▶ [AUFGABE]:
Suche aus den Segmentierungsdaten jede Zeile heraus, die das Wort „crack“ enthält, und schreibe diese Zeilen unverändert ab.

[Segmentierungsdaten]
====

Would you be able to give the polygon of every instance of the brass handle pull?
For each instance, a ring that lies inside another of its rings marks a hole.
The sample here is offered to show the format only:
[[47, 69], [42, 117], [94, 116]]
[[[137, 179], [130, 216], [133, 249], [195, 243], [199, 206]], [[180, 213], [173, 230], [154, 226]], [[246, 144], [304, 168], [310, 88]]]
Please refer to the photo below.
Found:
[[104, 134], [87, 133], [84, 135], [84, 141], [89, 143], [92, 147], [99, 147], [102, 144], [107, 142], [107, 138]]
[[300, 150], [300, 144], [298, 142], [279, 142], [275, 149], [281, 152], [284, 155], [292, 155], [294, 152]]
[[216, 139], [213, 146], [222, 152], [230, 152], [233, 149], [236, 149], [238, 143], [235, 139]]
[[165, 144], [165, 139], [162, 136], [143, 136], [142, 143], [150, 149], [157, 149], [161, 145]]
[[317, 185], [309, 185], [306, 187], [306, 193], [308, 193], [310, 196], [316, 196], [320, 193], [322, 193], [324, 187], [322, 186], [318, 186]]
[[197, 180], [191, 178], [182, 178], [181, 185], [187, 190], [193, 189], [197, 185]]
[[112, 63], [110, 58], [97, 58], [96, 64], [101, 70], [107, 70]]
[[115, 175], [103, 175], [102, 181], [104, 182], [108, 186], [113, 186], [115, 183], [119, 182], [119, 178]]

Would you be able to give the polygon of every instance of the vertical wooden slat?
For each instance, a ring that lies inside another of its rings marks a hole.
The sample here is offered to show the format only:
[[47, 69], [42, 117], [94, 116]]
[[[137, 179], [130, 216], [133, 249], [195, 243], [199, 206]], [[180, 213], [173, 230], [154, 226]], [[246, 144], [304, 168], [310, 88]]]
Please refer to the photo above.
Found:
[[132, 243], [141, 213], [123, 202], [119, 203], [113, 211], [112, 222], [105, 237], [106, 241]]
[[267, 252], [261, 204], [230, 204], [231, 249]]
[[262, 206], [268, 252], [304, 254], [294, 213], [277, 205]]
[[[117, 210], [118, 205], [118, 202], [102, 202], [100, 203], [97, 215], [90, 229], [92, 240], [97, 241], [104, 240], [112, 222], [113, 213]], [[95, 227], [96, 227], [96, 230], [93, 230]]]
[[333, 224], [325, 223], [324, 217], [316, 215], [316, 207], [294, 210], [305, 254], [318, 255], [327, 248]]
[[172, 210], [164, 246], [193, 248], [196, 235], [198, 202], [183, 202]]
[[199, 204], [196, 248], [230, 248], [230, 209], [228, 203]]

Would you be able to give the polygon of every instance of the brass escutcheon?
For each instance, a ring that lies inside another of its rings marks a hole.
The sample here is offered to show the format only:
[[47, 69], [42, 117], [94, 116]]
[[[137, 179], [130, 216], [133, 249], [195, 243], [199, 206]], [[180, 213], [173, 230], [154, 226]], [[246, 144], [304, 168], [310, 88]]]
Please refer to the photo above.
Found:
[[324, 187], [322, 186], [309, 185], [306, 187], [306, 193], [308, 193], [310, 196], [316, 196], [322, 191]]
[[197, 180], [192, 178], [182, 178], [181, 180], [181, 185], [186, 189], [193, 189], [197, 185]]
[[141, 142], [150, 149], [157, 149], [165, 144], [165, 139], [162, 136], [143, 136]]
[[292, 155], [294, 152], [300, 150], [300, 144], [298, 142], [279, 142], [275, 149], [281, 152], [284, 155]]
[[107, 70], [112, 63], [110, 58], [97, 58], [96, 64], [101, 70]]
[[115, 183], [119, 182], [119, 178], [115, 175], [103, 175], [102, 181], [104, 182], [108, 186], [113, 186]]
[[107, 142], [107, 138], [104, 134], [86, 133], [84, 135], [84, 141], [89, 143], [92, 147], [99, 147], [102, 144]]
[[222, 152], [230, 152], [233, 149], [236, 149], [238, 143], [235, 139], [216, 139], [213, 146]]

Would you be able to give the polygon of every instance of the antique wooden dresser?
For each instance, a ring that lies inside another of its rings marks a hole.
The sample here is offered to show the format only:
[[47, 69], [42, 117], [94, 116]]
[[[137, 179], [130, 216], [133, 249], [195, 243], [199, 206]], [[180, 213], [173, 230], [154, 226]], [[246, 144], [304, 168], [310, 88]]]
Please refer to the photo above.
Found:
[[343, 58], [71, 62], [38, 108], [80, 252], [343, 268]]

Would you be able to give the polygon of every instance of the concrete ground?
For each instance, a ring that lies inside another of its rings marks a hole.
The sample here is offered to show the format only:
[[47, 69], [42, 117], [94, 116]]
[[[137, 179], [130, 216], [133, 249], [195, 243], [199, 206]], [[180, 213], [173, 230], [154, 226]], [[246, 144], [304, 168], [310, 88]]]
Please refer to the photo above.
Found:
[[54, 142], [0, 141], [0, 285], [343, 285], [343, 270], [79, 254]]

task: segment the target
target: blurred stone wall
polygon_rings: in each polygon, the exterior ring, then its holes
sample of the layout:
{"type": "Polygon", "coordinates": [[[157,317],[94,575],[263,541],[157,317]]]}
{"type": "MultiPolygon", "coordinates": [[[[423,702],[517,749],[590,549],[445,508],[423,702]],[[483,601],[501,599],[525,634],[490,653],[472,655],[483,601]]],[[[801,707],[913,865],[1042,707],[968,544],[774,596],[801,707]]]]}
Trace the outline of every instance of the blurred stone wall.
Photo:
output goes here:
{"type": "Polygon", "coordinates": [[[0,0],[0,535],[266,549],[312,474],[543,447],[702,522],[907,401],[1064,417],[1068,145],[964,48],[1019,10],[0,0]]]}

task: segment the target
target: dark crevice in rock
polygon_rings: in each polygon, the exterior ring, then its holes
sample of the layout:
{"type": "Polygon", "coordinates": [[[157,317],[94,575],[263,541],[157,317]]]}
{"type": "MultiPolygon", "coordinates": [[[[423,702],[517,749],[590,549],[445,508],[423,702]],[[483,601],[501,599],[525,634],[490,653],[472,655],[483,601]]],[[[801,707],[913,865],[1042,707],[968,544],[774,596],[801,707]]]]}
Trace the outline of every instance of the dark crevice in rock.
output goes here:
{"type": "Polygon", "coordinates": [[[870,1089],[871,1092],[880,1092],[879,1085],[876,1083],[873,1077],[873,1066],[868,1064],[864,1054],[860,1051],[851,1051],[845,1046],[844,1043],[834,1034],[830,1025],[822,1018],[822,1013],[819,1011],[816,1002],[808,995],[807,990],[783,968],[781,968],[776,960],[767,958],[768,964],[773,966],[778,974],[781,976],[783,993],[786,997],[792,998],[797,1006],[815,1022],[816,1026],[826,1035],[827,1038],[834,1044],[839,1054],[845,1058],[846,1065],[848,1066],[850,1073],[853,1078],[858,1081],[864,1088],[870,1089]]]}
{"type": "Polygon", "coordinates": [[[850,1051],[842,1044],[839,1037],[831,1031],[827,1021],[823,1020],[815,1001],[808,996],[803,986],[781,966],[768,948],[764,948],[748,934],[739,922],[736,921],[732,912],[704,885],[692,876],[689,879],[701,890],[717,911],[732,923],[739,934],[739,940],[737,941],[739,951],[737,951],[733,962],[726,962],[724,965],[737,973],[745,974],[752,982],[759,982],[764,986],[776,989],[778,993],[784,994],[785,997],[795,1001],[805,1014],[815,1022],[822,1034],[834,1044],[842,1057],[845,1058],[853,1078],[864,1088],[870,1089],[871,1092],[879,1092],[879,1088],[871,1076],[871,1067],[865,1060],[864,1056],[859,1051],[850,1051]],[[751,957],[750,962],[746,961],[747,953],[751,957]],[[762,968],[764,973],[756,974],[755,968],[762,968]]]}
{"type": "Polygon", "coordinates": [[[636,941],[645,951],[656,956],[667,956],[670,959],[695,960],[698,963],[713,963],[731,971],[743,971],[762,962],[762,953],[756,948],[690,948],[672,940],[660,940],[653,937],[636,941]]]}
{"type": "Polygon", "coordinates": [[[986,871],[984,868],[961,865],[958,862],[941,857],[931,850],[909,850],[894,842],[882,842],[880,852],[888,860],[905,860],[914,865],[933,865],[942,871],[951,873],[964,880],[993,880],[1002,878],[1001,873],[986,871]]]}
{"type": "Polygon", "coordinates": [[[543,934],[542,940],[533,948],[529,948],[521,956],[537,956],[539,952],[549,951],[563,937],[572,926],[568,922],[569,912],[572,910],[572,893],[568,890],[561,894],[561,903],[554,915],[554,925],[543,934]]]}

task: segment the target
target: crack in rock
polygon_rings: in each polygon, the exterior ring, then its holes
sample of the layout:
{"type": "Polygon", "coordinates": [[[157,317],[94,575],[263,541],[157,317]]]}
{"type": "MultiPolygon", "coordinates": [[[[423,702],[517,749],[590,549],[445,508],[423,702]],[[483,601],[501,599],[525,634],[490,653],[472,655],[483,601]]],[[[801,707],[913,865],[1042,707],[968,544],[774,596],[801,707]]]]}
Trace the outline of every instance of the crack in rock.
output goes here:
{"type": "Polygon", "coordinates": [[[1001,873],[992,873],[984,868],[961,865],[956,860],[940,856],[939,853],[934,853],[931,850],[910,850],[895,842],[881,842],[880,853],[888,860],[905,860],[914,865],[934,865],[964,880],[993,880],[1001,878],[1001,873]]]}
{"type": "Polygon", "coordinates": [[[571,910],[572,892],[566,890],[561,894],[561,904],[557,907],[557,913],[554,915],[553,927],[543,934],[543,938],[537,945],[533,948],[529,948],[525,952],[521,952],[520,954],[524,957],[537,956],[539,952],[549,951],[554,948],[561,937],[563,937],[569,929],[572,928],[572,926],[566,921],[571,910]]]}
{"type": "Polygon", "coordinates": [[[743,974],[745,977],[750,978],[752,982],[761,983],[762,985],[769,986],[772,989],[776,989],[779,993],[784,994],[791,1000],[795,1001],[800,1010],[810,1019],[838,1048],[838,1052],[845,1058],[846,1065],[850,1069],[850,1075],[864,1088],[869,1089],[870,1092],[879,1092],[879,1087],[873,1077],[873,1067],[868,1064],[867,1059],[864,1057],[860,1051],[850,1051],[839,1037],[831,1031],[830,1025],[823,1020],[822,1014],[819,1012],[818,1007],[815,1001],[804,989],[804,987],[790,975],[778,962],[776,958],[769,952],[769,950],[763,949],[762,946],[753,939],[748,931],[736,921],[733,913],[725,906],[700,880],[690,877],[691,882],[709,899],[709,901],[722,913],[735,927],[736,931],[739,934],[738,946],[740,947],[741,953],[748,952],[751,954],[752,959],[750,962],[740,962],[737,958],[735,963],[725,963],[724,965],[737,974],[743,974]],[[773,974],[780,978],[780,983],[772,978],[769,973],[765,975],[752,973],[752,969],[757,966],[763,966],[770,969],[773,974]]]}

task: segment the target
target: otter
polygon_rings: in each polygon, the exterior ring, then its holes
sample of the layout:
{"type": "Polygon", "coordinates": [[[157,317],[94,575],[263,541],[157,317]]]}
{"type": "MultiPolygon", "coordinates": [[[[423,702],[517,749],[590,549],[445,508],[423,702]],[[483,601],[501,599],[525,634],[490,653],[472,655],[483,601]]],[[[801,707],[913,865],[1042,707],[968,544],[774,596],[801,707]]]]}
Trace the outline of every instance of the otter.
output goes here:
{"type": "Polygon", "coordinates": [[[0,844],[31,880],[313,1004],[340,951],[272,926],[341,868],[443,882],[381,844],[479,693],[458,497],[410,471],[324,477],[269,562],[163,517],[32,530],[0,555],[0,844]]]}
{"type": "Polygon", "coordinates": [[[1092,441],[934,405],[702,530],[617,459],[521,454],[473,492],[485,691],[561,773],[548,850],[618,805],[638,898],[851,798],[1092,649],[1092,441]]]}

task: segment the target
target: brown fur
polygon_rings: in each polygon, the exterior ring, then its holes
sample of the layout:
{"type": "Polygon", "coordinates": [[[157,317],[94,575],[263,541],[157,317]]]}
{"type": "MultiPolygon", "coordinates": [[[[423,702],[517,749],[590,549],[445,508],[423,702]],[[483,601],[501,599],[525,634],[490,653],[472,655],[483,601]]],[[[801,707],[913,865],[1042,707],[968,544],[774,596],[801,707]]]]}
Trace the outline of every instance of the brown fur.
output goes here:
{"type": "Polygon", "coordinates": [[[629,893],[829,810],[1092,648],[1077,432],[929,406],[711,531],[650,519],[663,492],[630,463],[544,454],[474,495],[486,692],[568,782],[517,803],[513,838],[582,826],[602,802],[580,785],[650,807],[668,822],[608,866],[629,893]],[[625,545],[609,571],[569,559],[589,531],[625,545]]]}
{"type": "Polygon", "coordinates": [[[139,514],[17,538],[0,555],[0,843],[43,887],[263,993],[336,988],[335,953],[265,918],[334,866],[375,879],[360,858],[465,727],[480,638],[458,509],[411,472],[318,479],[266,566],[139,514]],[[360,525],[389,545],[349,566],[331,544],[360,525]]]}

====

▶ [ANTWORT]:
target: crack in rock
Trace the outline of every instance of the crack in rock.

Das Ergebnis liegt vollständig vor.